**Selection**
· · · ·
# Pinenut and Dijion Chicken Sandwich



## Piccolina (Aug 1, 2005)

Hi all,

I got this great "summerish" recipe off of the show "License to grill" - it is really wonderful.

*Pinenut Dijon Crusted Chicken Sandwich*
(serves 8)





8 x  boneless skinless chicken breasts
2 tbsp olive oil (30ml)
 Salt and pepper to taste
Crust



1 cup of vegetable oil (250ml)
3 cups crushed tortilla chips (750ml)
1 cup toasted pine nuts (250ml)
1/4 cup Dijon mustard (60ml)
2 tbsp liquid honey (30ml)
2 tbsp Cajun spice (30ml)
2 tbsp fresh chopped rosemary (30ml)
Directions: 

  Pinenut Dijon Crusted Chicken Sandwich

Prepare barbeque for grilling with indirect heat by preheating one side of the grill to 250°F/125°C or medium low heat and leaving the other side of the grill off.
Oil the grill. Drizzle chicken with olive oil and add salt and pepper to taste.
Place chicken on heated side of grill and sear each side for 1 minute or until nice char marks are achieved.
Move chicken over to the non-heated side of the barbeque. Coat the top side of the chicken breasts with crust mixture. Close the barbeque lid and cook for 8 minutes per side.
Remove chicken and serve with spicy mayo and crusty buns.
Crust To make the crust, combine all the ingredients in a food processor. Pulse until well combined and a chunky paste has formed.


----------
· · · ·
**Goal**
Reproduce the entire recipe post word for word. Rely on the recipe post alone.

**Data entries**
· · · ·
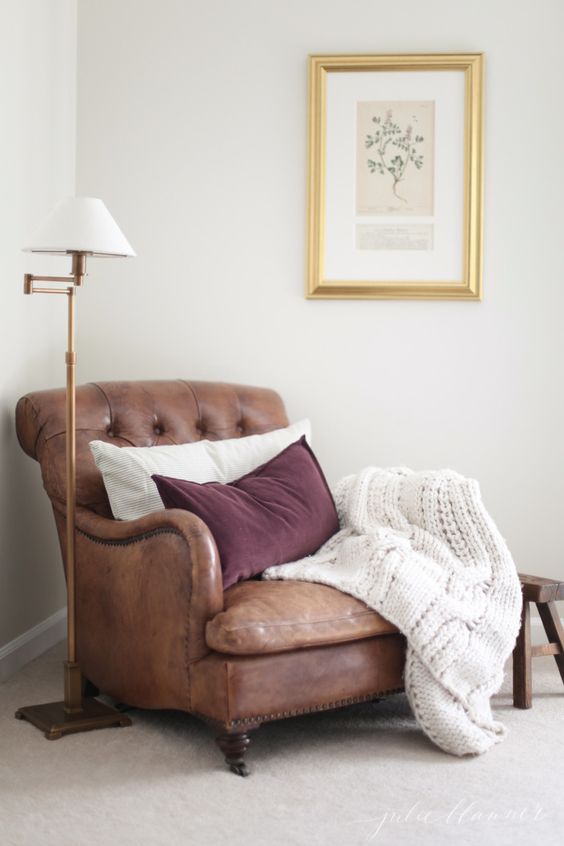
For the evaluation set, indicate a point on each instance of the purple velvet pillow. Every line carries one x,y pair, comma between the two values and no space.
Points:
278,512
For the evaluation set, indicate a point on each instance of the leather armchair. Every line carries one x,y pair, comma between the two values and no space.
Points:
155,628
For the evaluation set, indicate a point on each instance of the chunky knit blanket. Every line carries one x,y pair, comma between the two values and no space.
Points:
421,549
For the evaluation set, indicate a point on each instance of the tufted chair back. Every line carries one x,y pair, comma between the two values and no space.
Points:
144,413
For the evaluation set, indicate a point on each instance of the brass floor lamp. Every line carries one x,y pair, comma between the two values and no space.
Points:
80,227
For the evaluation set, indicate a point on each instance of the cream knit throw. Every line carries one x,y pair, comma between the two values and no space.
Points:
421,549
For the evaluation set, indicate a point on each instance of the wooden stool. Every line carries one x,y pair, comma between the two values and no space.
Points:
544,592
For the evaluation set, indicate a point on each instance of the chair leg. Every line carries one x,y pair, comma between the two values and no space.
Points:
554,631
234,747
522,670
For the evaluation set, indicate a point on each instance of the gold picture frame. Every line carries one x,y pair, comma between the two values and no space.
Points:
446,244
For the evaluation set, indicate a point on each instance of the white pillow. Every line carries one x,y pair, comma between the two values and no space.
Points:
127,471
· · · ·
**The reply**
# Pinenut and Dijion Chicken Sandwich



## Piccolina (Aug 1, 2005)

Hi all,

I got this great "summerish" recipe off of the show "License to grill" - it is really wonderful.

*Pinenut Dijon Crusted Chicken Sandwich*
(serves 8)





8 x  boneless skinless chicken breasts
2 tbsp olive oil (30ml)
 Salt and pepper to taste
Crust



1 cup of vegetable oil (250ml)
3 cups crushed tortilla chips (750ml)
1 cup toasted pine nuts (250ml)
1/4 cup Dijon mustard (60ml)
2 tbsp liquid honey (30ml)
2 tbsp Cajun spice (30ml)
2 tbsp fresh chopped rosemary (30ml)
Directions: 

  Pinenut Dijon Crusted Chicken Sandwich

Prepare barbeque for grilling with indirect heat by preheating one side of the grill to 250°F/125°C or medium low heat and leaving the other side of the grill off.
Oil the grill. Drizzle chicken with olive oil and add salt and pepper to taste.
Place chicken on heated side of grill and sear each side for 1 minute or until nice char marks are achieved.
Move chicken over to the non-heated side of the barbeque. Coat the top side of the chicken breasts with crust mixture. Close the barbeque lid and cook for 8 minutes per side.
Remove chicken and serve with spicy mayo and crusty buns.
Crust To make the crust, combine all the ingredients in a food processor. Pulse until well combined and a chunky paste has formed.


----------